• **What is needed**:
All records shown below should be given again, character for character.

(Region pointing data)
=== Section Start ===

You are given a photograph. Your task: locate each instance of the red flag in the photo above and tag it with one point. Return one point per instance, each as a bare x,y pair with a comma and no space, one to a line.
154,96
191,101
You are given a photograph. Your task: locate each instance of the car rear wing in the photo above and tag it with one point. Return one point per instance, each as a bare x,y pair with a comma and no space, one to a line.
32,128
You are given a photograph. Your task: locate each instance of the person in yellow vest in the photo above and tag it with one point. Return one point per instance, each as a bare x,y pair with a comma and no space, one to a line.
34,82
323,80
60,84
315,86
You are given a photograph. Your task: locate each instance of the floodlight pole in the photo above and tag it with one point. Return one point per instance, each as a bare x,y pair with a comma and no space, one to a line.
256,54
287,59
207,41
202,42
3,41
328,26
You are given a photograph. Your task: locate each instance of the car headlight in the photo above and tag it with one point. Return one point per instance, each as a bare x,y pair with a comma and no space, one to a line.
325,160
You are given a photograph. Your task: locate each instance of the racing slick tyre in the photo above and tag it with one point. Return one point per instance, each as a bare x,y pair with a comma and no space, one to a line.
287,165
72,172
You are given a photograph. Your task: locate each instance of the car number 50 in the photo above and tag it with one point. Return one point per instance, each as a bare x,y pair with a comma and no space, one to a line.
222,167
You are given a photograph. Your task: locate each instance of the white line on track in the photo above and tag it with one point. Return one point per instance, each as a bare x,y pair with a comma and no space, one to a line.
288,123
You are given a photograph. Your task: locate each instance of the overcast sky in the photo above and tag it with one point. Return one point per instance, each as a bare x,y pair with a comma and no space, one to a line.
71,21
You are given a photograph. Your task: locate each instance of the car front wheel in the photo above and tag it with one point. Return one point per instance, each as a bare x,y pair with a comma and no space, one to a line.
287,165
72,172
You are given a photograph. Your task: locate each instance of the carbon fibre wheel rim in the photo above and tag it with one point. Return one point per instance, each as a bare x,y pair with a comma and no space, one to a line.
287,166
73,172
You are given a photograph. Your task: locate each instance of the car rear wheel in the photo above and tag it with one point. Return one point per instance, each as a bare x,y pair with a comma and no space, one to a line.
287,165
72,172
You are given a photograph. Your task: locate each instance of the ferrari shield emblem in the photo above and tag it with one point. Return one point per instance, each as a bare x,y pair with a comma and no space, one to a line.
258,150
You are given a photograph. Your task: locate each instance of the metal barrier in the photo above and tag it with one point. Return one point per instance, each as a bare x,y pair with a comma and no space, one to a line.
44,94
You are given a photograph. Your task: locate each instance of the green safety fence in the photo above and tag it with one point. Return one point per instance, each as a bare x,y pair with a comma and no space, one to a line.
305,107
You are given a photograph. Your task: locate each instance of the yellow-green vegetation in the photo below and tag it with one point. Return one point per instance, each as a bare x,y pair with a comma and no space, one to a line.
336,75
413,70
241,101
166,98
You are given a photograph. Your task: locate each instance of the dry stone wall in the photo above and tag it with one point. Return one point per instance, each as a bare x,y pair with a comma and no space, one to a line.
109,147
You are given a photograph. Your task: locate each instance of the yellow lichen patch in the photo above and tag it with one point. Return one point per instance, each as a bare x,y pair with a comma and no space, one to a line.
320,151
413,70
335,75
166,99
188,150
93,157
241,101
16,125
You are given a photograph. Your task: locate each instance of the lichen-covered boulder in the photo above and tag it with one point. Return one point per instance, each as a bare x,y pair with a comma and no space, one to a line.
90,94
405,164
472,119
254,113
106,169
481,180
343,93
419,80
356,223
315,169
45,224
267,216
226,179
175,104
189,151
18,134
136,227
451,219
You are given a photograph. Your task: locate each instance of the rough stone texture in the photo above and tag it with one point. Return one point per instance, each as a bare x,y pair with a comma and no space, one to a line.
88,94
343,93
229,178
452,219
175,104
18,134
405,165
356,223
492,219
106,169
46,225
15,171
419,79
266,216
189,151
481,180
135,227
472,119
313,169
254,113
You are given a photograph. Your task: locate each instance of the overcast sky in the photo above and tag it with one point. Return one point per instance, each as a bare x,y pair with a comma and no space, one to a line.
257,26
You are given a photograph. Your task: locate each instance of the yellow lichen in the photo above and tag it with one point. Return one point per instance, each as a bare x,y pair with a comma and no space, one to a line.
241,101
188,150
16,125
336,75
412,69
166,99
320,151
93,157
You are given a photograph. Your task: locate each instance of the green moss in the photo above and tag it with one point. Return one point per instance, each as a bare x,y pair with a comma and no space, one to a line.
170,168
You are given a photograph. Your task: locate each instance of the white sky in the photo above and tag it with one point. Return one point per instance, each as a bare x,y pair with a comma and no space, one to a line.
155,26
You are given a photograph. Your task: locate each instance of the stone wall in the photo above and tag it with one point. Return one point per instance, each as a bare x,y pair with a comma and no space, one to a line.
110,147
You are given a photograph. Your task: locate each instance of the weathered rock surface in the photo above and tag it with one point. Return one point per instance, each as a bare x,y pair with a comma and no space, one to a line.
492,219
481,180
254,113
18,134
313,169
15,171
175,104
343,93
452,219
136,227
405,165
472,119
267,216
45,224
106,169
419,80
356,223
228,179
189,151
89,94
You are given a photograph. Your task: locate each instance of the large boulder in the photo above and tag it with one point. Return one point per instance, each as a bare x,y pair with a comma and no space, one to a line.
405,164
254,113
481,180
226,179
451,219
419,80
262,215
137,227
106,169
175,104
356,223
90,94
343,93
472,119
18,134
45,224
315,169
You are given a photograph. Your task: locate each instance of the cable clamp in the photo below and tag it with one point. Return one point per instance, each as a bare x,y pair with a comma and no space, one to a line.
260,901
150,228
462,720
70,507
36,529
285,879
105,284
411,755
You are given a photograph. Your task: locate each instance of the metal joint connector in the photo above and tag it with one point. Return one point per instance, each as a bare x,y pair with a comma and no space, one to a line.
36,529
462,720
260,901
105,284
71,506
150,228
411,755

=== Section End ===

• **Response box**:
You are given a photograph. Your task: locate each instance of the red flag in the photo above and tag it with one point. Return one point per instance, each as a bare x,y pair with a comma and no space, one to a line.
154,96
191,101
You are given a photograph. Your task: locate each instance of the car rear wing in the photo above and tag it with one point. Return one point per instance, each as a bare x,y pair with a comma and no space, one to a line.
32,128
You are given a photograph. Your task: locate each instance of the person in yellow vest in the photo above and tag it with one point. Return one point per instance, each as a bare x,y pair with a comma and no space, one to a line.
34,82
323,80
60,84
315,86
You are given a photograph. Your task: locate each instance of the floodlight pole in the photo above and tag it with one point. Return one point per instance, each as a bare x,y pair with a comma and no space, one to a line.
256,54
287,59
207,41
202,42
3,41
328,26
You are given a photograph. Your task: locate each instance of the car headlight in the photo above and tag it with one point. Return one point per instance, each as a bare x,y pair with a comma and no space, one to a line.
325,160
You are given a photograph. Your task: locate each instance of the racing slick tyre in the photo above and tag it with one point. Return one point per instance, each as a bare x,y pair with a comma and no space, one to a line.
287,165
72,172
You are given a photograph. Your task: locate each instance of the car number 50 in the photo above and tag it with one point. Return one point per instance, each as a bare x,y pair with a comma and no space, one to a line.
222,167
You are given a photograph. Your task: locate each instance of the white line on track in the photo above and tag it with one point. Return one point per instance, each as a bare x,y pair with a comma and no space, one to a line.
288,123
You are given a photograph. Your task: locate each instance of the overcast sky in the photo above and tag it with one point. Return one point per instance, each as a bare x,y pair with a comma and no space, one to a line.
71,21
You are given a photograph. Your task: locate each instance of the car front wheel in the photo above and tag it with one point. Return one point per instance, each as a bare x,y pair with a comma and no space, one to a line.
287,165
72,172
You are given a photograph. Your task: locate each instance of the carbon fibre wheel rim in the photo above and tag it with one point. Return one point per instance, each as a bare x,y pair with a comma and no space, one to a line.
287,166
73,172
You are given a photograph. Your task: locate each instance of the car rear wheel in the photo above and tag it with one point. Return one point per instance, each as a bare x,y pair with a comma and no space, one to a line.
287,165
72,172
You are given a photograph. Your task: locate each instance of the ferrari shield emblem in the photo above and tag it with one point. Return one point per instance, each as a bare x,y pair with a comma and no space, one to a line.
258,150
You are given a photograph. Your task: locate each instance of the metal barrier in the photo above and tag it with one point. Return one point per instance, each as a bare x,y pair with a comma and no space, one to a line.
44,94
You are given a photograph. Your task: locate each instance of the green safety fence in the photo above and tag it with one point. Return one point per instance, each as a bare x,y pair with a comma and no space, one to a line.
305,107
You are given a photograph. Your task: locate each instance of the yellow-green vegetation in the photo below and tag it with one point. Return one point per instance, each as a bare x,y pair with a comma and no space, one to a line.
336,75
413,70
241,101
166,98
You are given a photograph. Your task: locate each instance of the dry stone wall in the photo above and tag it with one point. Return one point per instance, each as a bare x,y pair with a comma and no space, one to a line.
109,147
You are given a photograph. Your task: locate each instance of the yellow lichen patch in the photo above and tag it with one point. Return one point per instance, each as a bare x,y pair with a comma and no space, one to a line.
320,151
413,70
335,75
166,99
188,150
93,157
241,101
16,125
You are given a photograph. Your task: locate each instance of the lichen-covered boulder in the photo above and tag it with one point. Return one point per instance, each as a bare x,y pair with a comma and no space, one to a line.
90,94
405,164
472,119
254,113
106,169
481,180
343,93
419,80
356,223
315,169
45,224
267,216
226,179
175,104
189,151
18,134
136,227
451,219
You are given a photograph. Your task: locate each instance of the rough stone texture in the photo above and tag it with one point. Return one point per instance, each as a bare x,y pair with a comma and no space, one to a line.
88,94
343,93
229,178
452,219
175,104
18,134
405,165
356,223
492,219
106,169
46,225
15,171
419,79
266,216
189,151
481,180
135,227
472,119
313,169
254,113
You are given a photograph. Your task: locate each instance of the overcast sky in the photo above and tag it with one point. Return one point per instance, each as a bare x,y pair with a comma and no space, one to a line.
257,26
You are given a photograph. Your task: locate each instance of the yellow lichen in the photo above and tag it with one point. Return one point per instance, each as a bare x,y pair with a comma and no space, one to a line.
241,101
188,150
16,125
336,75
412,69
166,99
320,151
93,157
You are given a photograph. Your task: locate each instance of the green moss in the photo above and tag it with one point. Return one point per instance, each as a bare x,y pair with a comma and no space, one to a line.
170,168
You are given a photograph. Your task: locate each instance of the white sky in the photo above and tag it with one point. Return one point per instance, each as a bare x,y pair with a comma and no space, one to a line.
155,26
You are given a photograph. Your task: locate each instance of the stone wall in the photo above and tag it with one point. Return one point per instance, each as a bare x,y pair with a comma and no space, one to a line.
110,147
You are given a photograph. Your task: locate each instance of the weathered rock surface in the photo above and tag it with one point. Return one point per instance, each as a bare x,y pair with a comma and no space, one to a line.
492,219
481,180
254,113
18,134
313,169
15,171
175,104
343,93
452,219
136,227
405,165
472,119
267,216
45,224
106,169
419,80
356,223
228,179
189,151
89,94
You are given a photograph. Your task: locate each instance of the large boulder in the photo above and tag it with one point. Return one point per instance, each as a bare x,y pair with a comma and no space, one to a line.
405,164
254,113
481,180
226,179
451,219
419,80
262,215
137,227
106,169
175,104
356,223
90,94
343,93
472,119
18,134
45,224
315,169
You are given a photograph. Your task: locate each instance of the cable clamp in the photo below and tag it with one point. Return one point per instance, each as a bare x,y pair with a comma and no space, one to a line.
260,901
150,228
462,720
70,507
36,529
285,879
105,284
411,755
You are given a photograph. Your task: locate each instance of the metal joint connector in the photo above and tag it with one point. Return one point per instance, each as a bare x,y pair with a comma and no space, one to a line.
36,529
462,720
260,901
105,284
71,506
150,228
411,755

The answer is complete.